= TO-DO LIST =
(1) In the introduction on the North Atlantic oscillation, between which two pressure systems does the NAO act as a seesaw?
(2) According to the introduction on the North Atlantic oscillation, which systems of low-frequency inverse pressure variations did Walker consider together? Name all of them.

1. Introduction
The pioneering work of Hildebrandsson (1897) on the atmospheric centers of action provided the basis for Walker's (1924) concept of the North Atlantic oscillation (NAO), which he viewed in context with two other systems of low-frequency inverse pressure variations, namely, the Southern Oscillation (SO) and the North Pacific oscillation (reviews in Hastenrath 1985, 253–257; Lamb and Peppler 1987). The NAO is a pressure seesaw between the Azores high and the Icelandic low and is most prominent in boreal winter. With strong Azores high and Icelandic low, the surface westerlies over the Atlantic are well developed, and this results in mild winters in western Europe, anomalously wet in the north and dry in the south. The role of the NAO for the interannual variability of the surface climate in the Atlantic–European sector has been discussed in a series of papers (van Loon and Rogers 1978; Rogers and van Loon 1979; Rogers 1984, 1985, 1990; Meehl and van Loon 1979; Malberg and Bökens 1993; Malberg and Frattesi 1995; Hurrell 1995; Blender et al. 1997; Xie and Tanimoto 1998; Machel et al. 1998; Kapala et al. 1998), and Lamb and Peppler (1987) studied the implications for the rainfall of Morocco. By contrast, the exploration of the atmospheric circulation mechanisms involved has been more limited and mostly very recent (Barnston and Livezey 1987; Deser and Blackmon 1993; Hurrell and van Loon 1997; Rodwell et al. 1999; Thompson and Wallace 1998, 2000a, b; Wallace 2000).
The National Centers for Environmental Prediction–National Center for Atmospheric Research (NCEP–NCAR) reanalysis (Kalnay et al. 1996) has opened new prospects for ascertaining the upper-air characteristics of the NAO. While based on the model assimilation of observations, it is an internally consistent system, and the 40-yr record allows a generous sampling of contrasting extreme phases of the NAO. The NCEP–NCAR reanalysis is the essential data source for the present study. Data and analysis are described in sections 2 and 3; the long-term mean circulation is documented in section 4, as background for the analysis of the NAO upper-air patterns in sections 5 and 6; and a synthesis is offered in the closing section 7.

= STORED ROWS =
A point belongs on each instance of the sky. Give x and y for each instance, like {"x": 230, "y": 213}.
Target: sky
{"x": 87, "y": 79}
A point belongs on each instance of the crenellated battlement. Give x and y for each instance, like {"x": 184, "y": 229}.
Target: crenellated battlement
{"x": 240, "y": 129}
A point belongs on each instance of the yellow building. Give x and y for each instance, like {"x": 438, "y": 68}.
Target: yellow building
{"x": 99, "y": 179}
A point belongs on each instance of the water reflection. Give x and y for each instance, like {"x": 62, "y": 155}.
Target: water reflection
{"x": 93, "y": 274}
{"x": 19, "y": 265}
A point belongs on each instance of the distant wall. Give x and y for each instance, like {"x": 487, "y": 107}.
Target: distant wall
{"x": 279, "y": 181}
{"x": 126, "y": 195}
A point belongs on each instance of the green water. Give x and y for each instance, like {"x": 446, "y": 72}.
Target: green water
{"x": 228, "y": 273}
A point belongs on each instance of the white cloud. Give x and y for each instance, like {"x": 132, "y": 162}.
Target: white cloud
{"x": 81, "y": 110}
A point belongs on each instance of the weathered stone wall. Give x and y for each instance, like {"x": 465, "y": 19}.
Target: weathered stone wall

= ANSWER SET =
(1) The Azores high and the Icelandic low.

(2) The North Atlantic oscillation (NAO), the Southern Oscillation (SO), and the North Pacific oscillation.